Following in the footsteps of Aldous Huxley, George Orwell and Kurt Vonnegut, M.T. Anderson has created a not-so-brave new world, and a smart, savage satire about the nature of consumerism and what it means to be a teenager in America.
©2002 M.T. Anderson; (P)2003 Random House, Inc., Listening Library, An Imprint Of Random House Audio Publishing Group
"Anderson deftly combines elements of today's teen scene...with imaginative and disturbing fantasy twists...This satire offers a thought-provoking and scathing indictment that may prod readers to examine the more sinister possibilities of corporate- and media-dominated culture." (Publishers Weekly)
"A gripping, intriguing and unique cautionary novel." (School Library Journal)
"This brilliant production for older teen listeners enhances Anderson's portrait of a world gone sour, in which even the adults have forgotten how to use language, and everything is dying, including the kids." (AudioFile)
I had actually read this book years ago. The fact that Audible had it on audiobook was among the biggest reasons I even joined the site.
The language is a bit hard to understand, I understand that's a big critique of this book. But it makes more sense to me to have it written the way it was. Yes, it's in some kind of slang and not exactly completely grammatically correct; But the book is a story being told from a teenager. In a world where grammar and linguistics are highly unimportant. It's the same way I feel about the Nadsat in Anthony Burgess' "A Clockwork Orange". Yes, it's also vulgar at times. But again; Do teenagers not talk this way - At least, when not around their parents?
The story isn't very original, but it's well told. The language isn't perfect, but it fits well. While the narrator wasn't great, he did a fair job.

Exercise requirements:
Continue the audiobook review page from its last sentence. You can ignore the entries that follow the audiobook review page.

Collection entries:
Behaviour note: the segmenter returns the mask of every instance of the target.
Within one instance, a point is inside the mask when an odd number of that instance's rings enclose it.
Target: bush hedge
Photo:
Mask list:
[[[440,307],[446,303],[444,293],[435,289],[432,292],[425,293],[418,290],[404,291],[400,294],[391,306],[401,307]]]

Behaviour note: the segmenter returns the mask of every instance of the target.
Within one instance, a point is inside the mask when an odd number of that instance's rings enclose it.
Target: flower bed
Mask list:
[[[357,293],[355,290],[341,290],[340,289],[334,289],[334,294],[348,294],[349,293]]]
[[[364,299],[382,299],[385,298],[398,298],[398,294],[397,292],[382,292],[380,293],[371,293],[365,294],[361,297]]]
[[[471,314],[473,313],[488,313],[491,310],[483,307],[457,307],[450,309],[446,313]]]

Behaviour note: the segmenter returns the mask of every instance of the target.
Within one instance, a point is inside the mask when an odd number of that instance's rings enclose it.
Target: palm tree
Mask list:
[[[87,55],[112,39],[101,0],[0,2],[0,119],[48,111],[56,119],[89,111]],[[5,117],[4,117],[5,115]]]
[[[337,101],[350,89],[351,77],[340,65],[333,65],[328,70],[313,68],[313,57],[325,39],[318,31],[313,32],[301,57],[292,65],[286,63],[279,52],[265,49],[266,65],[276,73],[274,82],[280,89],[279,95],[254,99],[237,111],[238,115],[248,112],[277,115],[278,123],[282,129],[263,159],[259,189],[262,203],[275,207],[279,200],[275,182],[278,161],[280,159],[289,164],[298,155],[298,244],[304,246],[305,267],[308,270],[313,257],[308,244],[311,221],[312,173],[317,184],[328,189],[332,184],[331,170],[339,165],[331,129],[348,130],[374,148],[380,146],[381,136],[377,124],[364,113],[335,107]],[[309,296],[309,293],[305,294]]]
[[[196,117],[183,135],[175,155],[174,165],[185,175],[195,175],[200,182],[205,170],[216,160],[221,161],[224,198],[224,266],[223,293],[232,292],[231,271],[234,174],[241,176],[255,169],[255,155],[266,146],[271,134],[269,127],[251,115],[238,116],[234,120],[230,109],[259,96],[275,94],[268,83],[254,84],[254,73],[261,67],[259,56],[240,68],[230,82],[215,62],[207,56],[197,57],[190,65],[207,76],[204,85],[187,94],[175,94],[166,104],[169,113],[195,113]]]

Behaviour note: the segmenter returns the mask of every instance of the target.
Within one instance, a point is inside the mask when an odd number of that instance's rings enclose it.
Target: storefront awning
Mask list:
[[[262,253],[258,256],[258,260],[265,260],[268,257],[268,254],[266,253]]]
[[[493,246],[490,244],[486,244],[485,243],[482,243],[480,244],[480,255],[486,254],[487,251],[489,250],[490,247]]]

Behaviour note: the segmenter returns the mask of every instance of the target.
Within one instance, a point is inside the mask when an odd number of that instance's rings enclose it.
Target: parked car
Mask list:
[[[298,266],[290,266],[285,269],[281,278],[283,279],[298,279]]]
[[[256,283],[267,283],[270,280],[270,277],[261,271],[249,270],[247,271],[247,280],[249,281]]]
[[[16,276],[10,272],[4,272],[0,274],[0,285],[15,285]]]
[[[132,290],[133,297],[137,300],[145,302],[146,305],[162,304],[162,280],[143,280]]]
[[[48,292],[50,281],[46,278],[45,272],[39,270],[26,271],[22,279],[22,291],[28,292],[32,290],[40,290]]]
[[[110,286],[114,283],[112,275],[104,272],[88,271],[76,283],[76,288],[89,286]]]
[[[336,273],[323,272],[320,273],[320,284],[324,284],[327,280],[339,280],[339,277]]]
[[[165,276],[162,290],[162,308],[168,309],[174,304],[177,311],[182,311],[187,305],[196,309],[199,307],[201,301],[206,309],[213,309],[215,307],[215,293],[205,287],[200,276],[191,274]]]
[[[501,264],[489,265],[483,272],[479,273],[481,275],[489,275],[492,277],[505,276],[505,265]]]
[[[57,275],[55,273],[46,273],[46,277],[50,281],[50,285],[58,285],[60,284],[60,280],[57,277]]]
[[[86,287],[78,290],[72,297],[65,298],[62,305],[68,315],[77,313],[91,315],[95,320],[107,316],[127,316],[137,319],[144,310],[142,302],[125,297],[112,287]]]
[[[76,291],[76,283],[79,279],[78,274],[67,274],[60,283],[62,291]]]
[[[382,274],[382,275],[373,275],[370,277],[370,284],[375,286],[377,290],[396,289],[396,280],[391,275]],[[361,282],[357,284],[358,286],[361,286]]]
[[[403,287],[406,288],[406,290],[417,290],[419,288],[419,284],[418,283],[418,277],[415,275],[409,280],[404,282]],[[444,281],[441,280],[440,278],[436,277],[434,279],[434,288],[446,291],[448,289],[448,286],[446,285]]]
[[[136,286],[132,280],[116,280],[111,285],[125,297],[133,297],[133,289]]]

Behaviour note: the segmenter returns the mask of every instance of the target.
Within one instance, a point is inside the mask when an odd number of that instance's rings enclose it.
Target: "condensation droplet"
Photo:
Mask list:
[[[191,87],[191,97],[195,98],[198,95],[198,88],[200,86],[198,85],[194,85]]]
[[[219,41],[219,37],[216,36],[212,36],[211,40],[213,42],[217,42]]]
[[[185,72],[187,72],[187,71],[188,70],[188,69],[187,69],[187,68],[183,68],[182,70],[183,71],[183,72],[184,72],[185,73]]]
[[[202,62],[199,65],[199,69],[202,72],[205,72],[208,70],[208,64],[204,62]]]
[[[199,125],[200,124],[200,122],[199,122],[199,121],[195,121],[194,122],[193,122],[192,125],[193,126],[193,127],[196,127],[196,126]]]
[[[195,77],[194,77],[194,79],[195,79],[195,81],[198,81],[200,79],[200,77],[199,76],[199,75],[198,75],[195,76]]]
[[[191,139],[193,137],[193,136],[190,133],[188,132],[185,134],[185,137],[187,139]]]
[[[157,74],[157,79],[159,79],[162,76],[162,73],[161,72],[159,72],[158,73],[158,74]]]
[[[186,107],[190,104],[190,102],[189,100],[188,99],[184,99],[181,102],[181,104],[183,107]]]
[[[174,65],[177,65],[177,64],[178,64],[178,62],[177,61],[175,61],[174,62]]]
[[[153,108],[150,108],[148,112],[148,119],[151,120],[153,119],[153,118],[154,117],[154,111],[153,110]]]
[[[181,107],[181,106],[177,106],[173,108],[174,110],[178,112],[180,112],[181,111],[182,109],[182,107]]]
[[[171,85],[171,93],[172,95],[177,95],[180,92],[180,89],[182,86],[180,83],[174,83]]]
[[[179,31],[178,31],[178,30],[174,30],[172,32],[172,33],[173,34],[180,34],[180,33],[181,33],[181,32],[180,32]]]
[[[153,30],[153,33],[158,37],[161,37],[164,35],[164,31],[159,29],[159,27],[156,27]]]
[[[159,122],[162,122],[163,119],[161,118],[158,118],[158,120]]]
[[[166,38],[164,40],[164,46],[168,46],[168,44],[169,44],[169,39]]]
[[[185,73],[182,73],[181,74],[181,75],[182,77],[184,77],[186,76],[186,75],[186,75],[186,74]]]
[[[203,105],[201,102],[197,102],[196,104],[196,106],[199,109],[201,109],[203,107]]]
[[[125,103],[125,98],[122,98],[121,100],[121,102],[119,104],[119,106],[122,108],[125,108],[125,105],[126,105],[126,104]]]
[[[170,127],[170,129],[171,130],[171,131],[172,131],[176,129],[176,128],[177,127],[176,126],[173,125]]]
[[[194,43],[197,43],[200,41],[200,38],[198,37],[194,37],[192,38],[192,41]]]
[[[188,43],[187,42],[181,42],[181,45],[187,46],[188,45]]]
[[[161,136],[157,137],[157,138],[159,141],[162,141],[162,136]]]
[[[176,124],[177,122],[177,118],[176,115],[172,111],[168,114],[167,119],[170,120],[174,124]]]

Output for this task:
I say give this book a listen, especially if you're closer to the teen range. 16-20 is perfect, in my opinion. It's message isn't limited to "internet overload" or "saving the earth"; It is my opinion that what you're supposed to take away from this book is the importance of having a desire to learn. Learn as much as you can, while you have the time. And don't just take what information other people hand you.
I don't remember when or how I first heard about this book but it took me a long time to finally read/listen to it. I'm glad I ended up getting this in audiobook format as it's an excellent production, from the narrator's performance to how the snippets of "Feed" were presented. The story itself was unexpectedly strong kept pulling me along so I didn't want to stop listening. The book is a mix of a few devices/themes including the unfamiliar slang of A Clockwork Orange, the satirical advertising of Grand Theft Auto radio stations, and the media critique of the UK television series Black Mirror -- but it takes these in its own direction. Dystopian stories have become more popular lately but this take, although more than a decade old, still holds up.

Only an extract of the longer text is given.